Verilen görev A:
Yunan ve Roma felsefesi metnine göre aşağıdaki soruları cevaplayın ve cevapları aynı işaretlerle sıralayın:
(i) Üç devreden birincisine ait kaynaklar nasıl nitelendiriliyor?
(ii) Roma hukuku neyi esas alır?
(iii) Batının dinî hayatı neye dayanır?
Verilen görev B: Lütfen Yunan ve Roma felsefesi metnini iki cümleyle özetleyin.
Verilen görev C: Yunan ve Roma felsefesi metnini kaldığı yerden sürdürün.

Metin:
Bu üç devreden birincisine ait kaynaklar, çok az ve zayıftır. Bu kaynaklara göre filozofların tabiat mevzuunda ileri sürdükleri fikirler, birbirleriyle mütenakızdır. Kâinattaki kesreti, tahavvülatı açıklama teşebbüs ve gayretleri netice vermemiştir. Bu durumu gören ikinci devre filozofları umumiyet itibariyle şüphecilik ve inkâra sapmışlardır. Yalnız Sokrates, Eflatun ve Aristo ve bunlara bağlı muakibleri bu inkârcılığa bir nebze karşı çıkmışlarsa da üçüncü devrede ortaya koydukları fikir sistemleri de bir hakikat ortaya koyamamıştır. Yunan felsefesi bu haliyle Roma’ya intikal etmiştir.
927- B- Roma Felsefesi: (Takriben M.Ö. 1.yy. - Mi.6.yy.) Tabiat, insan ve hayat mevzuunda Yunan Felsefesinin çeşitli çığırlarını taklit etmiş eklektik (devşirmeci) bir felsefedir. Kendine mahsus yeni bir felsefe getirmemiştir. Fakat siyasî hayat ve hukuk sahasında önceki devirlerde görülmeyen bir hukuk anlayışı ortaya koymuştur. Roma hukuku ferdî mülkiyeti esas alır, insanın haklarını ve içtimaî nizamı menfaate dayanan ölçülerle tesbit eder. Bu sistem, batı dünyasında laik hayat anlayışının temelini teşkil eder.
Batının düşünce dünyası Yunan Felsefesine, içtimaî hayatı Roma hukuk felsefesine, dinî hayatı Hristiyanlığa dayanır. İşte Batı, bu üç sacayak üzerine müessestir.

Bir işaretleme veri kümesinden satırlar

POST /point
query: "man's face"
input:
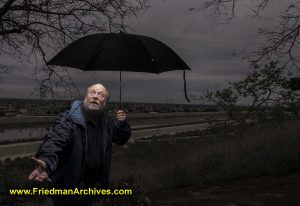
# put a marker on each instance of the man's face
(95, 98)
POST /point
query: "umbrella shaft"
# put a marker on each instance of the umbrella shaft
(120, 88)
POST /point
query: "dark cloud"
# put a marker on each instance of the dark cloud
(207, 46)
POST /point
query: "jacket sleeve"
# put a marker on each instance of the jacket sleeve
(55, 142)
(122, 132)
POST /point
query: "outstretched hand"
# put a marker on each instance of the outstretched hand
(40, 172)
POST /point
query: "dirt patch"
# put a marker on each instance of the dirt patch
(259, 191)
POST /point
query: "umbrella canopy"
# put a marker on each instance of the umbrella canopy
(120, 52)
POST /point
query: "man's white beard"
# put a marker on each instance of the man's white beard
(93, 109)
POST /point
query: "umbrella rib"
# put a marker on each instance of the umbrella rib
(93, 58)
(149, 55)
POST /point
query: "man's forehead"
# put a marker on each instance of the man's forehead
(97, 87)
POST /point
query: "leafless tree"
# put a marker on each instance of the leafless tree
(31, 29)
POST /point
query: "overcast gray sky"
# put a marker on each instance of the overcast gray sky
(205, 44)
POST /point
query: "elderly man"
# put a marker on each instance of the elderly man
(76, 152)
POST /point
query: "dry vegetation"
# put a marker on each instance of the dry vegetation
(265, 149)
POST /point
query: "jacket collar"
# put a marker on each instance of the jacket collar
(75, 113)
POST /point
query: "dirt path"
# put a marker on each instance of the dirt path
(266, 190)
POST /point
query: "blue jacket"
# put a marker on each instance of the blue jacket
(65, 147)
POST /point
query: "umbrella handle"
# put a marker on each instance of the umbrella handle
(185, 92)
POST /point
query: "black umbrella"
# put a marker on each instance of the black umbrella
(120, 52)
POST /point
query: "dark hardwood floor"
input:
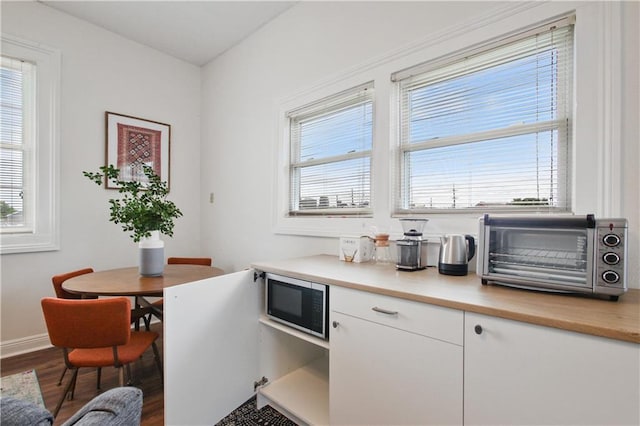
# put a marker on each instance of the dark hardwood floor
(49, 364)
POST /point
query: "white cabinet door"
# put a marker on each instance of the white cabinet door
(210, 347)
(385, 376)
(517, 373)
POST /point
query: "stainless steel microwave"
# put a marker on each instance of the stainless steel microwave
(576, 254)
(299, 304)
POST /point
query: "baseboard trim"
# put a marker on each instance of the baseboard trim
(24, 345)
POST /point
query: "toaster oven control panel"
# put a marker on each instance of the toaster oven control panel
(610, 262)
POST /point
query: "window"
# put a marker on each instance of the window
(330, 166)
(17, 103)
(489, 129)
(29, 86)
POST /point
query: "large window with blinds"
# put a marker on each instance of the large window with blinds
(489, 129)
(330, 155)
(29, 125)
(17, 115)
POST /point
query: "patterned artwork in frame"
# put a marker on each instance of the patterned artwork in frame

Nihai cevap A:
(i) Çok az ve zayıf olarak nitelendiriliyor.
(ii) Ferdî mülkiyeti esas alır.
(iii) Hristiyanlığa dayanır.

Nihai cevap B: Yunan felsefesinde tabiat hakkındaki fikirler birbiriyle çelişmiş, ikinci devre filozofları şüphecilik ve inkâra sapmış, üçüncü devrede Sokrates, Eflatun ve Aristo'nun fikir sistemleri de bir hakikat ortaya koyamamış ve bu felsefe Roma'ya geçmiştir. Yunan felsefesini taklit eden eklektik Roma felsefesi, ferdî mülkiyeti esas alan ve batıdaki laik hayat anlayışının temelini oluşturan bir hukuk anlayışı getirmiştir; Batı da düşüncede Yunan felsefesine, içtimaî hayatta Roma hukukuna, dinî hayatta ise Hristiyanlığa dayanır.

Nihai cevap C:
928- II- Ortaçağ Felsefesi:
Ortaçağ tabiri Mi. 476-1453 yılları arasında zamanı ifade eder. Ortaçağda gerek Batı Hristiyanlık dünyası, gerek Doğu İslâm dünyasına hâkim olan, felsefi düşünceden önce bu iki semavi din olmuştur. Felsefe ise daha çok bu dinlerin hizmetinde ve kendini muarızlarına kabul ettirmek yahut onlara karşı müdafaa etmek için bir vasıta olmuştur. Ortaçağda felsefe bu fonksiyonu itibariyle yeni görüşler ortaya koymaktan ziyade dinin esaslarını felsefi dille takdim etmek yahut felsefe ile dinin uzlaştırılmasını sağlamak hedefine yönelmiştir.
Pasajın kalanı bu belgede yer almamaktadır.